◆ Page extract ◆

In this week's Nature Communications, a team led by scientists from the Max Planck Institute for the Science of Human History presents a genetic analysis of ancient Anatolians, providing clues as to whether their farming practices — some of the earliest known outside of the Fertile Crescent — developed locally or were introduced by migrants. The researchers analyzed genome-wide data from a 15,000-year-old Anatolian hunter-gatherer, as well as from seven Anatolian and Levantine early farmers, to create a genetic record of early agriculture in the region. They find that the Neolithic Anatolian populations derived a large portion of their ancestry from the hunter-gatherers, supporting the theory that farming arose independently in the region. They also discover genetic links with early Iranian/Caucasian, Levantine, and southern European populations. Altogether the findings point to a "limited role of human migration in the emergence of agriculture in central Anatolia," they write. GenomeWeb has more on this, here.
And in Nature Genetics, an international research team analyzes the genomes of two allotetraploid cotton species — Gossypium hirsutum, which has a high fiber yield and stress tolerance, and Gossypium barbadense, which is less hearty and productive but grows superior-quality fibers — to better understand the global genetic and molecular bases for the divergence of the two. Whole-genome comparative analyses show that species-specific alterations in gene expression, structural variations, and expanded gene families were responsible for speciation and the evolutionary history of the cotton species. The findings, the researchers write, "not only should enable breeders to improve fiber quality and resilience to ever-changing environmental conditions but also can be translated to other crops for better understanding of their domestication history and use in improvement."
Also in Nature Genetics, scientists from the UK and the US describe a method — called linked-read analysis, or LiRA — that can effectively identify mutations in single-cell DNA sequencing data, overcoming difficulties teasing apart amplification artifacts from biologically derived somatic mutations. LiRA, the investigators say, can accurately identify somatic single-nucleotide variants from amplification artifacts by using read-level phasing with nearby germline heterozygous polymorphisms, "thereby enabling the characterization of mutational signatures and estimation of somatic mutation rates in single cells."

[Images for object localization]
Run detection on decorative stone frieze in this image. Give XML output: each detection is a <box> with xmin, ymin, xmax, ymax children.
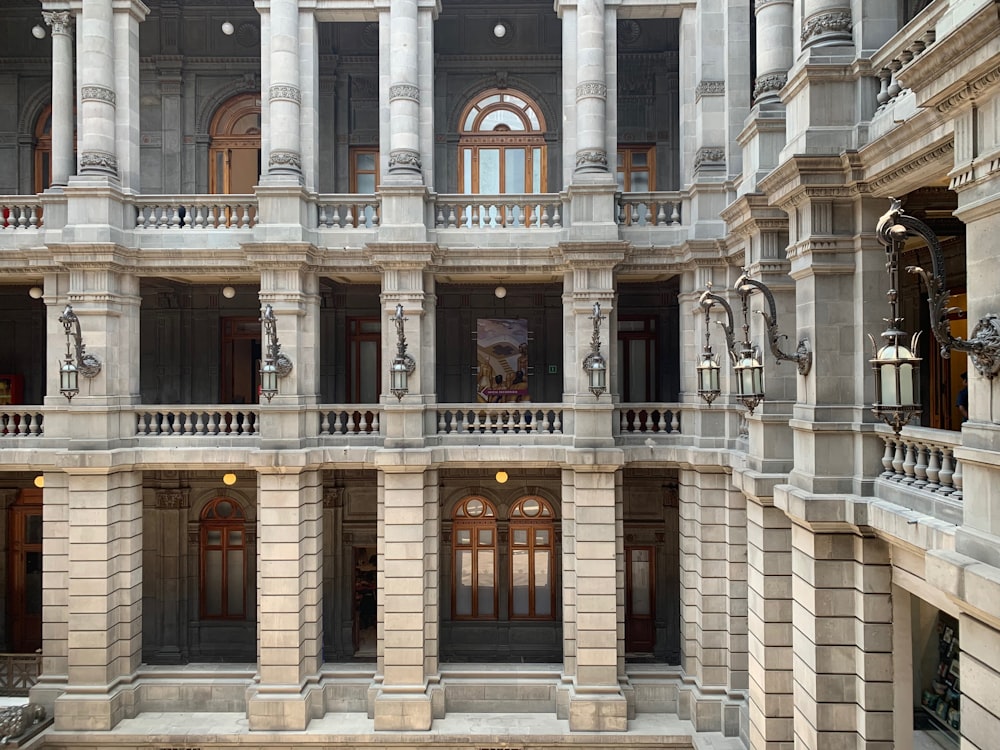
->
<box><xmin>576</xmin><ymin>150</ymin><xmax>608</xmax><ymax>169</ymax></box>
<box><xmin>389</xmin><ymin>83</ymin><xmax>420</xmax><ymax>104</ymax></box>
<box><xmin>694</xmin><ymin>146</ymin><xmax>726</xmax><ymax>171</ymax></box>
<box><xmin>801</xmin><ymin>9</ymin><xmax>851</xmax><ymax>44</ymax></box>
<box><xmin>80</xmin><ymin>85</ymin><xmax>117</xmax><ymax>107</ymax></box>
<box><xmin>694</xmin><ymin>81</ymin><xmax>726</xmax><ymax>99</ymax></box>
<box><xmin>267</xmin><ymin>83</ymin><xmax>302</xmax><ymax>104</ymax></box>
<box><xmin>753</xmin><ymin>73</ymin><xmax>788</xmax><ymax>99</ymax></box>
<box><xmin>42</xmin><ymin>10</ymin><xmax>73</xmax><ymax>36</ymax></box>
<box><xmin>80</xmin><ymin>151</ymin><xmax>118</xmax><ymax>175</ymax></box>
<box><xmin>576</xmin><ymin>81</ymin><xmax>608</xmax><ymax>101</ymax></box>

◆ What to do ◆
Does each statement below agree with the research roundup? Answer yes or no for each, quoting the words of the roundup that decide it.
(a) The Anatolian hunter-gatherer whose genome-wide data were analyzed lived 15,000 years ago.
(b) Of the two cotton species studied, Gossypium barbadense has the higher fiber yield.
(c) LiRA was described by scientists from the UK and Germany.

◆ Answer box ◆
(a) Yes: "genome-wide data from a 15,000-year-old Anatolian hunter-gatherer"
(b) No: "Gossypium hirsutum, which has a high fiber yield and stress tolerance, and Gossypium barbadense, which is less hearty and productive but grows superior-quality fibers"
(c) No: "scientists from the UK and the US describe a method — called linked-read analysis, or LiRA"